Jerusalem, 18 March, 2026 (TPS-IL) — A new study from Israel and Ethiopia suggests that gut bacteria—the microbes living in the intestines—may help people living with HIV repair damage caused by the virus. The discovery could lead to future treatments that use gut bacteria to protect against infections.

The research, led by Prof. Eran Elinav of the Weizmann Institute of Science and Prof. Hila Elinav of Hadassah University Medical Center, was conducted under extraordinary circumstances. Prof. Eran Elinav’s lab was destroyed in a missile strike in June 2025, and Dr. Jamal Ali Mahdi, one of the study’s lead researchers from Ethiopia’s Tigray region, had to flee his home during a civil war. Despite these obstacles, the team spent nearly a decade collecting and analyzing samples.

The study analyzed stool samples from about 70 HIV carriers in Israel and a similar number in Ethiopia, alongside control groups of people without the virus. Gut bacteria can help people living with HIV by partially repairing the immune damage the virus causes in the intestines. Scientists focused on CD4 T-helper cells, which are a main target of HIV and play a crucial role in the immune system. All participants were receiving HIV treatment, although newer therapies were not widely available in Ethiopia.

“Even when the immune system recovers throughout the body as a result of effective HIV drug treatment, the T cells in the intestinal mucosa do not recover completely due to the presence of the virus in the intestine,” said Prof. Hila Elinav. “Therefore, it was particularly relevant to examine the interrelationships between intestinal bacteria and immune system cells in people living with HIV.”

The researchers found that HIV infection changes the composition of gut bacteria. Some strains disappear while others multiply. Certain changes were seen in both Israeli and Ethiopian participants, suggesting a universal biological response, while others reflected differences in diet and lifestyle.

Prof. Eran Elinav explained: “Immune system cells normally shape gut bacteria by releasing antimicrobial molecules. When HIV attacks the immune system, this balance shifts, letting some bacteria thrive. We wanted to see if gut bacteria, in turn, affect the immune system.”

To test this, scientists transferred gut bacteria from HIV carriers and uninfected donors into mice with depleted microbiomes. The results were striking: mice receiving bacteria from HIV carriers developed higher levels of CD4 cells in the intestines than those given bacteria from healthy donors. The gut bacteria were actively helping repair the immune system, compensating for some of the damage caused by the virus.

However, the effect has limits. When bacteria came from participants with advanced HIV or AIDS, they could no longer support CD4 cells. Additional experiments showed that mice with microbiomes from HIV carriers were better at fighting infections common in people with weakened immunity—but only if the disease had not progressed too far.

“At the basic science level, this study provides clear evidence that gut bacteria and the immune system influence each other,” Prof. Eran Elinav said. “Gut bacteria act almost like an immune organ—they respond to immune damage and help the body recover.”

The findings could also lead to new treatments. Unlike genetics, the microbiome can be modified through diet, probiotics, bacterial molecules, or targeted viruses that attack specific bacteria. Prof. Hila Elinav said: “Much research is still needed, but this study shows it may one day be possible to support the immune system of people with HIV using gut bacteria, reducing the risk of dangerous infections.”

Diet can play an important role in supporting gut bacteria that help the immune system. Tailored nutritional programs could become a simple, non-invasive way to strengthen the population of CD4 cells in the intestines and improve overall immune function.

In addition to diet, researchers are exploring more targeted ways to harness gut bacteria for immune support. Specific probiotic strains could be given to boost the population of helpful microbes, while molecules secreted by these bacteria might be used as therapies to stimulate immune cells. Bacteriophages—viruses that selectively attack harmful bacteria—could also be employed to shape the microbiome and favor strains that protect against immune damage.

The study was recently published in the peer-reviewed Nature Microbiology.

(Extracted information):
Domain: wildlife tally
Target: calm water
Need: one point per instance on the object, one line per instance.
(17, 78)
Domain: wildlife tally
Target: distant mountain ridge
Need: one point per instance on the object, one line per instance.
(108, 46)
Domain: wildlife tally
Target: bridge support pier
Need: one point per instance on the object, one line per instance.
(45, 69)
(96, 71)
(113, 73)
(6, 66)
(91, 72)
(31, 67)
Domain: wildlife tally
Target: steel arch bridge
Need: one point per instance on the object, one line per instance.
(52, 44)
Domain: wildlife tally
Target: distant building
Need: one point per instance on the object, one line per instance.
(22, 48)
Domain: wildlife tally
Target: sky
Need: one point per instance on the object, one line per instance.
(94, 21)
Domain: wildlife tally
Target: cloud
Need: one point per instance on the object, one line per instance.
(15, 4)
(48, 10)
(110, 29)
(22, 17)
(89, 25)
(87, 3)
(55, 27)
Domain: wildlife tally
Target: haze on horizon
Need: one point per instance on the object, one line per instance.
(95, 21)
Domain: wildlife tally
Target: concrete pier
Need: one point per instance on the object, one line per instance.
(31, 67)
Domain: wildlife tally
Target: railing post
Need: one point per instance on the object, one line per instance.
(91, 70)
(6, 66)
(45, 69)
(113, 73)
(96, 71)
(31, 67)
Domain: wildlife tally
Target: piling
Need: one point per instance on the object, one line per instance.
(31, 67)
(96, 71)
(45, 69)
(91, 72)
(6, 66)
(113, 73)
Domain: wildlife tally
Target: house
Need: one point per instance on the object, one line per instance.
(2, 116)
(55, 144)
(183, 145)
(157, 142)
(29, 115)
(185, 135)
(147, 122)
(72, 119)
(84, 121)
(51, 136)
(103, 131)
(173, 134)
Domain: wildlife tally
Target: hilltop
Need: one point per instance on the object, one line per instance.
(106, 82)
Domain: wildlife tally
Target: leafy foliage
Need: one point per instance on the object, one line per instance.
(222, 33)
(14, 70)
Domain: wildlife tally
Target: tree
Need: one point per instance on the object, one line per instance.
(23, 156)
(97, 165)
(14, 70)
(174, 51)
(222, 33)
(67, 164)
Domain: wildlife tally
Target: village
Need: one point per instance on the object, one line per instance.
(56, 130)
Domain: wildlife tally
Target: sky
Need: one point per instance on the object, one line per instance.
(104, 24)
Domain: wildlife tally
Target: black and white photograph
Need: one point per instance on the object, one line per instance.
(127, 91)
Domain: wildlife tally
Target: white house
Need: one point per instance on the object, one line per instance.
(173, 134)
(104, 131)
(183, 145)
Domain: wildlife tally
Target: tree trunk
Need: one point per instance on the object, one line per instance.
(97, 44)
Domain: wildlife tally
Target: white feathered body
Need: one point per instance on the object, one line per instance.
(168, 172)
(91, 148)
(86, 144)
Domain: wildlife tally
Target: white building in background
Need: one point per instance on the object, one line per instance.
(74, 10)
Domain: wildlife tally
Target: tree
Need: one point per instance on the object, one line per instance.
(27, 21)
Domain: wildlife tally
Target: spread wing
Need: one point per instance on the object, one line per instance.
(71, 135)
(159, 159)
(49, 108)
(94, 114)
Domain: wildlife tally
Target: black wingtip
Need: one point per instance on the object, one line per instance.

(Work item A):
According to the article on gut bacteria and HIV, about how many HIV carriers in Israel gave stool samples for the study?
(Work item B):
Turn the paragraph of the article on gut bacteria and HIV that begins "In addition to diet, researchers are exploring" into a short list of the targeted approaches it describes.

(Response A):
About 70.

(Response B):
Targeted ways to use gut bacteria for immune support, beyond diet:
- Specific probiotic strains to boost helpful microbes
- Molecules secreted by these bacteria, used as therapies to stimulate immune cells
- Bacteriophages, viruses that selectively attack harmful bacteria, to shape the microbiome toward strains that protect against immune damage